◆ **Extract**
Total playtime per month:

In [None]:
plt.rcParams['figure.figsize'] = (8, 8)
sns_prep = music_streams
sns_prep = pd.pivot_table(
    sns_prep,
    values='playtime_h',
    index=sns_prep.timestamp.dt.strftime('%b'),
    aggfunc='sum',
).reset_index()
sns.barplot(data=sns_prep, x=sns_prep.index, y='playtime_h')


Next, total skips per month. Timestamp is the best way currently implemented to pick out an individual 'play' of a track or podcast.

In [None]:
diff = music_streams['timestamp'][
    ~music_streams['timestamp'].isin(del_skips(music_streams)['timestamp'])
]
sns_prep = music_streams.query('timestamp in @diff')
sns_prep['count'] = 1
sns_prep = (
    sns_prep.loc[:, ['month', 'playtime_h', 'shuffle', 'count']]
    .groupby(by='month')
    .sum(numeric_only=True)
)
sns.barplot(data=sns_prep, x=sns_prep.index, y='count')  # Todo: use plothpm() for this


In [None]:
# common keys of listened tracks
del_skips(music_streams).loc[:, 'timestamp'] = del_skips(music_streams).loc[
    :, 'timestamp'
]
pivot_track = pd.DataFrame(
    del_skips(music_streams)
    .drop_duplicates(subset='timestamp')
    .pivot_table(columns=['key_signature'], aggfunc='size')
    .sort_values(ascending=False)
)
pivot_track


This function shows every track with harmonically compatible key signatures to the track matching the passed URI. Documentation to follow in further updates.

In [None]:
get_friendly(
    music_streams, tempo_range=10, uri='5jh3f8fy8a335XYDyJ7x9R', shifts=['all']
).sort_values(by='track')


In the next cell, I query for days where I played songs with 'birthday' in the name. It turns out I definitely mostly play songs with 'birthday' in the title on or around the birthdays of my friends and family members.

In [None]:
music_streams.query('(playtime_s / duration) > 0.1').query(
    'track.str.contains("(?i)birthday")'
).sort_values(by=['month', 'date'])

◆ **Data provided**
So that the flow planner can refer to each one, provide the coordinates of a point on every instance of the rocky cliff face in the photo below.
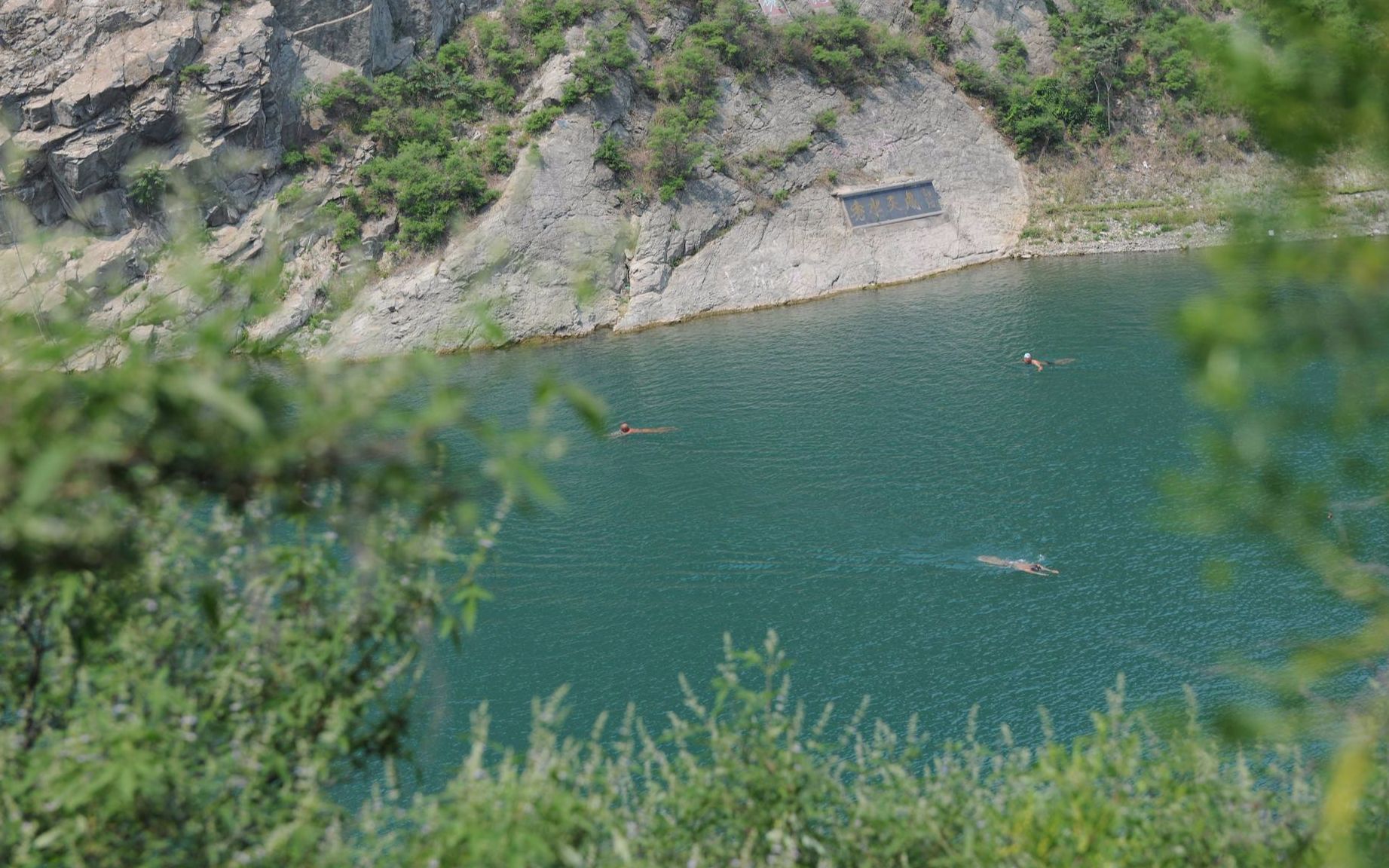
(103, 85)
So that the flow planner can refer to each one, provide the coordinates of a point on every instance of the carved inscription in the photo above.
(892, 203)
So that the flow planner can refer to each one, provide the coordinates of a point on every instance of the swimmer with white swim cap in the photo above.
(624, 429)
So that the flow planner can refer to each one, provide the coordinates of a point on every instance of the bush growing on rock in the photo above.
(148, 186)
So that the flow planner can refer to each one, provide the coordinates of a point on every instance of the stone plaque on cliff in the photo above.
(889, 203)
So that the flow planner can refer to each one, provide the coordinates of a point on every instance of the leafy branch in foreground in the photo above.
(1292, 357)
(743, 777)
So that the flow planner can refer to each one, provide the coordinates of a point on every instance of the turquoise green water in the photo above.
(837, 471)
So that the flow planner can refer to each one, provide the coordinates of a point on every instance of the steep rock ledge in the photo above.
(558, 256)
(917, 127)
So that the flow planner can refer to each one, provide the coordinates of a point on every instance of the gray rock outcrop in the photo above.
(103, 87)
(803, 248)
(557, 255)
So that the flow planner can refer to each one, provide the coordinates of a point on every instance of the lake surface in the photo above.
(838, 469)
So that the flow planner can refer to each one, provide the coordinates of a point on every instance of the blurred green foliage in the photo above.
(219, 576)
(743, 777)
(1291, 356)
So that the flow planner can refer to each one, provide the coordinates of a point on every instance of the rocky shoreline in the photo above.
(568, 246)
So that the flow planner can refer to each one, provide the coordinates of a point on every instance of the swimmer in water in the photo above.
(626, 429)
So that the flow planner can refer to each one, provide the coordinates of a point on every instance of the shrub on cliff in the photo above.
(1106, 50)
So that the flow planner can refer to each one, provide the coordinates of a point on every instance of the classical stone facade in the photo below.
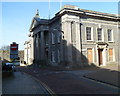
(74, 37)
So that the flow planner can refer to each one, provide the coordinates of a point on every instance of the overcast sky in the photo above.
(17, 16)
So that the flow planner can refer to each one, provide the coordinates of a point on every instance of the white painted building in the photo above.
(74, 37)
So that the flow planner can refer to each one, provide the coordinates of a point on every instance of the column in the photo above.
(42, 45)
(68, 41)
(78, 43)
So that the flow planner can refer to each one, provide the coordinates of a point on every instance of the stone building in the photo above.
(73, 37)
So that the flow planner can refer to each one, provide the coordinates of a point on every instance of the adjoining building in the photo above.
(73, 37)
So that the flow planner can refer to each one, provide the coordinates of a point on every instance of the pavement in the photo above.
(90, 80)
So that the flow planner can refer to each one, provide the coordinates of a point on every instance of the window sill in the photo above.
(110, 41)
(89, 40)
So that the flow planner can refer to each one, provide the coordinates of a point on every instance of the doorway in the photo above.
(100, 56)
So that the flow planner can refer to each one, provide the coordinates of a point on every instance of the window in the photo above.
(99, 32)
(88, 33)
(109, 35)
(111, 54)
(53, 38)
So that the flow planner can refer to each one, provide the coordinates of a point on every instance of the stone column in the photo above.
(78, 43)
(34, 39)
(42, 45)
(68, 41)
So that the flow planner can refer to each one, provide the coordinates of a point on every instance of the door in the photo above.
(90, 55)
(100, 57)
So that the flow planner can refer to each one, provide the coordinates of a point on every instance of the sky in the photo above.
(17, 17)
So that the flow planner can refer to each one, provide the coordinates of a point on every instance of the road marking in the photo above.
(100, 82)
(43, 84)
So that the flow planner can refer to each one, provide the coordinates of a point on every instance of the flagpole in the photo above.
(49, 9)
(60, 4)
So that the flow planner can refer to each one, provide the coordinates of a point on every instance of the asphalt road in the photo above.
(21, 83)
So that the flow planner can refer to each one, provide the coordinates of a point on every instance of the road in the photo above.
(70, 82)
(21, 83)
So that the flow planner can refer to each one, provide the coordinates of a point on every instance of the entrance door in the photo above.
(90, 55)
(100, 57)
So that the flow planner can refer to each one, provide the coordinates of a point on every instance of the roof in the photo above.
(75, 9)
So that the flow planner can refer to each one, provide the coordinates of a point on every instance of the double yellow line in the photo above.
(43, 84)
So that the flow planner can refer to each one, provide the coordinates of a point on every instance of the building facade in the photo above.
(74, 37)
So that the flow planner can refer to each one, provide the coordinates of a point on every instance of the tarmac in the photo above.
(108, 75)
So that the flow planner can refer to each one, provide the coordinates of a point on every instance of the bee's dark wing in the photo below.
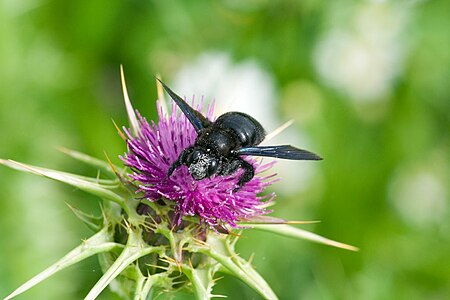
(196, 118)
(281, 151)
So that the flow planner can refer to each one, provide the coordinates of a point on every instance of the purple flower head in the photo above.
(157, 146)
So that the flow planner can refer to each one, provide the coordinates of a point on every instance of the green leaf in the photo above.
(218, 249)
(134, 123)
(92, 161)
(99, 242)
(202, 281)
(91, 221)
(291, 231)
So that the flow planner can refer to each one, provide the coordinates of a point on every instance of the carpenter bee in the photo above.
(220, 144)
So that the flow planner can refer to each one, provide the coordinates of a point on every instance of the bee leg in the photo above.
(181, 160)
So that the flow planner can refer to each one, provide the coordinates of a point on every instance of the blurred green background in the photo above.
(367, 83)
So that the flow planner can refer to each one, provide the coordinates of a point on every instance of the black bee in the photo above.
(220, 144)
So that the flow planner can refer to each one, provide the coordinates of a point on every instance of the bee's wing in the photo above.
(196, 118)
(281, 151)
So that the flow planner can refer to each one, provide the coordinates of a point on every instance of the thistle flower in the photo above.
(159, 235)
(157, 146)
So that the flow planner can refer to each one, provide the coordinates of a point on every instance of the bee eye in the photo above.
(212, 167)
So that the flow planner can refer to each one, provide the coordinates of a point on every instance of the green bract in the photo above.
(141, 252)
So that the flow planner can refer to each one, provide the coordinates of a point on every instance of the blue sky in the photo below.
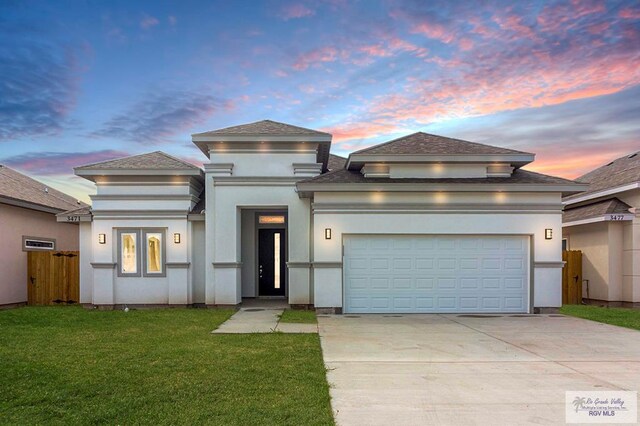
(86, 81)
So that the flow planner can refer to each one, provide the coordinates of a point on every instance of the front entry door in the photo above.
(271, 262)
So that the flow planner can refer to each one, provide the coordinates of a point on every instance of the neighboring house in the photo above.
(28, 223)
(423, 223)
(604, 224)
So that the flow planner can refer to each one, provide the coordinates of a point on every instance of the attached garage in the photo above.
(436, 274)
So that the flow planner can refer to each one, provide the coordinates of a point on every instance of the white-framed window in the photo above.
(141, 252)
(154, 258)
(38, 244)
(128, 253)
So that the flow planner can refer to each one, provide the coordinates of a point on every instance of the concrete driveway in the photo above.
(457, 370)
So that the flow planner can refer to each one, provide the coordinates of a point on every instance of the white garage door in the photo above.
(403, 274)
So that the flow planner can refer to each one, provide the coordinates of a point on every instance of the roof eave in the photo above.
(306, 188)
(357, 160)
(29, 205)
(601, 193)
(620, 217)
(201, 137)
(91, 173)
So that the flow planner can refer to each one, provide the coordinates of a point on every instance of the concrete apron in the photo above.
(261, 320)
(452, 370)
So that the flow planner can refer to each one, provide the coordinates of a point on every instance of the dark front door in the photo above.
(271, 262)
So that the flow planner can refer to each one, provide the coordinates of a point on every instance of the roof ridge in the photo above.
(177, 159)
(364, 150)
(544, 174)
(614, 172)
(128, 157)
(225, 130)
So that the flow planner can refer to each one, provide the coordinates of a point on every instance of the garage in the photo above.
(436, 273)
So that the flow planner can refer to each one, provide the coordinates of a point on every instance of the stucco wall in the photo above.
(197, 257)
(611, 255)
(14, 223)
(593, 241)
(631, 251)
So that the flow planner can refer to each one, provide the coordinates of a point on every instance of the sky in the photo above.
(87, 81)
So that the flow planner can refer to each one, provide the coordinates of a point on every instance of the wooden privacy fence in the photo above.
(53, 277)
(572, 277)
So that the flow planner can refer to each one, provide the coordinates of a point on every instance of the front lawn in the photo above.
(67, 365)
(298, 316)
(629, 318)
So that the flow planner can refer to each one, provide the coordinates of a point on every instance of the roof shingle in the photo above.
(336, 162)
(594, 210)
(19, 187)
(152, 160)
(264, 127)
(621, 171)
(427, 144)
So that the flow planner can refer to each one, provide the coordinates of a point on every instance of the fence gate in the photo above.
(572, 277)
(53, 277)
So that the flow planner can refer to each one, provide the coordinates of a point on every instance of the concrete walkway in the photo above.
(457, 370)
(261, 320)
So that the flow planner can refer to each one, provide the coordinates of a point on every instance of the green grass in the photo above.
(298, 316)
(67, 365)
(629, 318)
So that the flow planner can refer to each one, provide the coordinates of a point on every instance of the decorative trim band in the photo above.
(320, 265)
(103, 265)
(545, 264)
(178, 265)
(434, 211)
(298, 264)
(227, 264)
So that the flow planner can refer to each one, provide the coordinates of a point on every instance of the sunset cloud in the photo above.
(161, 116)
(295, 11)
(59, 163)
(38, 87)
(148, 22)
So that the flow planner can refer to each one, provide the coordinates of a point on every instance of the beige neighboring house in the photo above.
(28, 211)
(604, 223)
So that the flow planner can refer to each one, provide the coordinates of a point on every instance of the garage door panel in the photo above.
(436, 274)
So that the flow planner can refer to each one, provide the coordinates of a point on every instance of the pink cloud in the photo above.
(629, 13)
(561, 17)
(434, 30)
(148, 22)
(59, 163)
(315, 57)
(375, 50)
(466, 44)
(296, 11)
(515, 24)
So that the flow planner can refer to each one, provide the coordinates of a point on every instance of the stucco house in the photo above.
(28, 211)
(603, 222)
(422, 223)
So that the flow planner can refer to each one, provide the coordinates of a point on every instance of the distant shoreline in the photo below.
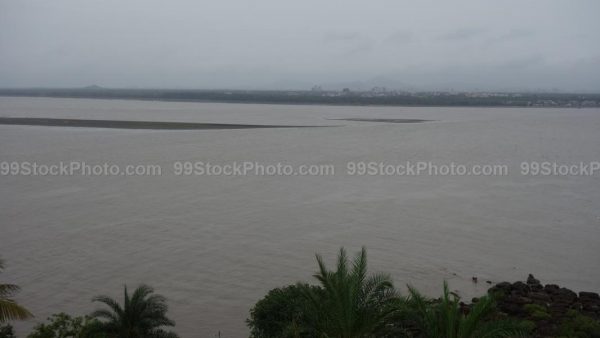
(120, 124)
(330, 98)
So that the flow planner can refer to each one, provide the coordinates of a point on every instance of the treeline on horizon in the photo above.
(318, 97)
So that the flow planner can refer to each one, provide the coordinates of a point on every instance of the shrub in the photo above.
(62, 325)
(281, 313)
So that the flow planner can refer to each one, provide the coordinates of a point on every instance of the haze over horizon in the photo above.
(429, 45)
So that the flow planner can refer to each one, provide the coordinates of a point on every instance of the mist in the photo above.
(425, 45)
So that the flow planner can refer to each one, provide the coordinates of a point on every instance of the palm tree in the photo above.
(141, 316)
(9, 309)
(352, 304)
(445, 319)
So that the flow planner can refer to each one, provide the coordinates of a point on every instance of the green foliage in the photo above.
(577, 325)
(527, 325)
(6, 331)
(141, 316)
(352, 303)
(444, 319)
(62, 325)
(282, 313)
(9, 309)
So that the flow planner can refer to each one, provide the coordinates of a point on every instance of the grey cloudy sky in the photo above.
(483, 45)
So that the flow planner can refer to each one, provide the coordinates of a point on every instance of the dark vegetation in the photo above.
(347, 302)
(346, 97)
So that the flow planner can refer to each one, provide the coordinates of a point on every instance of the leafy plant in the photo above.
(62, 325)
(9, 309)
(351, 303)
(282, 313)
(141, 316)
(6, 331)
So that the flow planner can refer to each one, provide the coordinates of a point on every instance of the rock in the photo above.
(540, 297)
(551, 288)
(532, 281)
(589, 295)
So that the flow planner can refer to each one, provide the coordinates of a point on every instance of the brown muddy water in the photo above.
(213, 245)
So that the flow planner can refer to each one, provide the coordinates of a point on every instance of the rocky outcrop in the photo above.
(550, 307)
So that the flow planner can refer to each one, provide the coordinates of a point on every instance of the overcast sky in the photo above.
(461, 45)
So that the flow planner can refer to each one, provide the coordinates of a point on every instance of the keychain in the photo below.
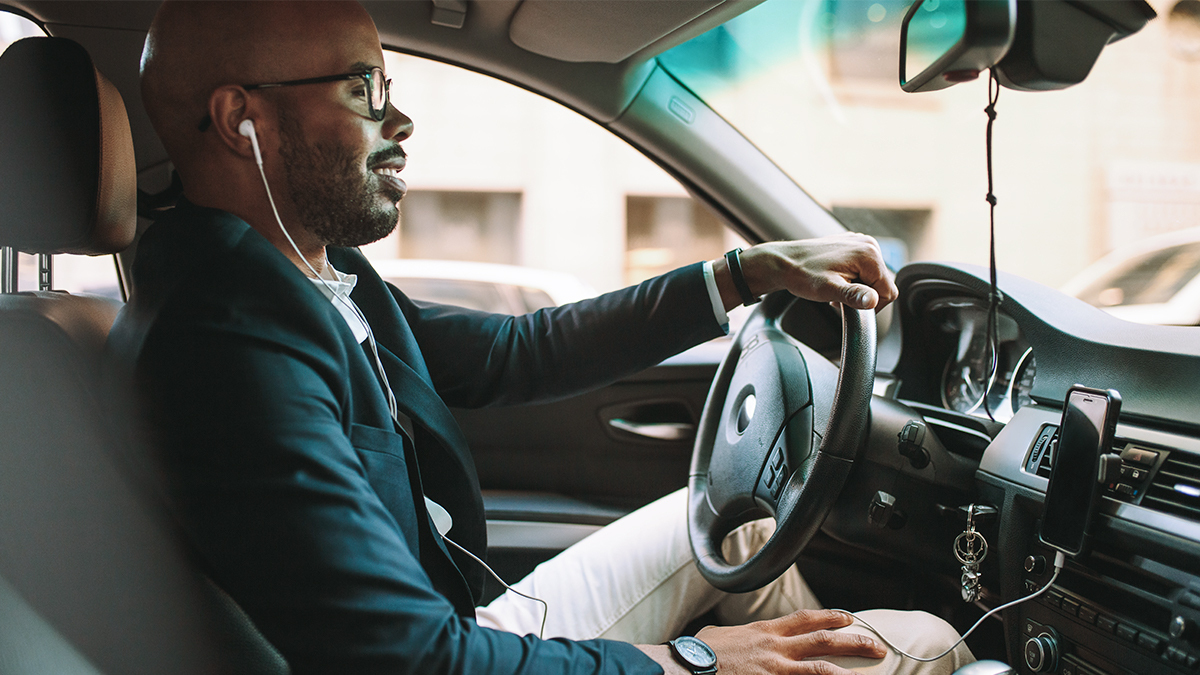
(971, 548)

◆ **Short problem**
Continue the music streaming analysis from the point where it ends, past its final code block.

◆ **Result of this task**
In [None]:
# Total hours per month spent listening to podcasts over the entire dataset.
plothpm(hpm(podcasts))


In [None]:
# Total hours per month spent listening to both podcasts and music over the entire period.

plothpm(hpm(all_streams))


In [None]:
# Get total hours streamed pwr month of a year by artist
# todo: conaider adding year modifier for hpm or using classes
hpm(music_streams.loc[music_streams.year == 2019].loc[music_streams.artist == 'Teebs'])


In [None]:
# hpm(all_streams)
hue_pod = podcasts.copy()
hue_mus = music_streams.copy()
hue_pod.loc[:, 'ds'] = 'pods'
hue_mus.loc[:, 'ds'] = 'songs'
combined = pd.concat([hue_pod, hue_mus])
combined


In [None]:
comp_df = pd.DataFrame(
    combined.loc[combined.year > 0]
    .groupby(['month', 'year', 'ds'], as_index=True)['playtime_h']
    .sum()
).reset_index()
# comp_df = pd.DataFrame(combined.groupby(['month', 'year', 'ds'], as_index=True)['playtime_h'].sum().reset_index()

comp_df.index = pd.PeriodIndex(comp_df.month, freq='M')
comp_df = comp_df.sort_index()
comp_df.index = comp_df.index.strftime('%b')


In [None]:
def comp_hpm(df, average=None):
    # df['month'] = df.copy().timestamp.dt.month
    df_groupby = (
        df.sort_values(by='month')
        .groupby(['month', pd.Grouper(key='timestamp', freq='Y'), 'ds'])['playtime_h']
        .sum()
        .groupby(['month', 'ds'])
    )
    return (
        pd.DataFrame(df_groupby.mean()).reset_index()
        if average
        else pd.DataFrame(df_groupby.sum()).reset_index()
    )


def comp_plothpm(df_gb):
    df_gb.index = pd.PeriodIndex(df_gb.month, freq='M')
    df_gb = df_gb.sort_index()
    df_gb.index = df_gb.index.strftime('%b')
    return sns.barplot(
        data=df_gb.reset_index(drop=True), x='month', y='playtime_h', hue='ds'
    )


# Todo: turn comp into an option


In [None]:
comp_plothpm(comp_hpm(combined, average=True))


In [None]:
comp_plothpm(comp_hpm(combined))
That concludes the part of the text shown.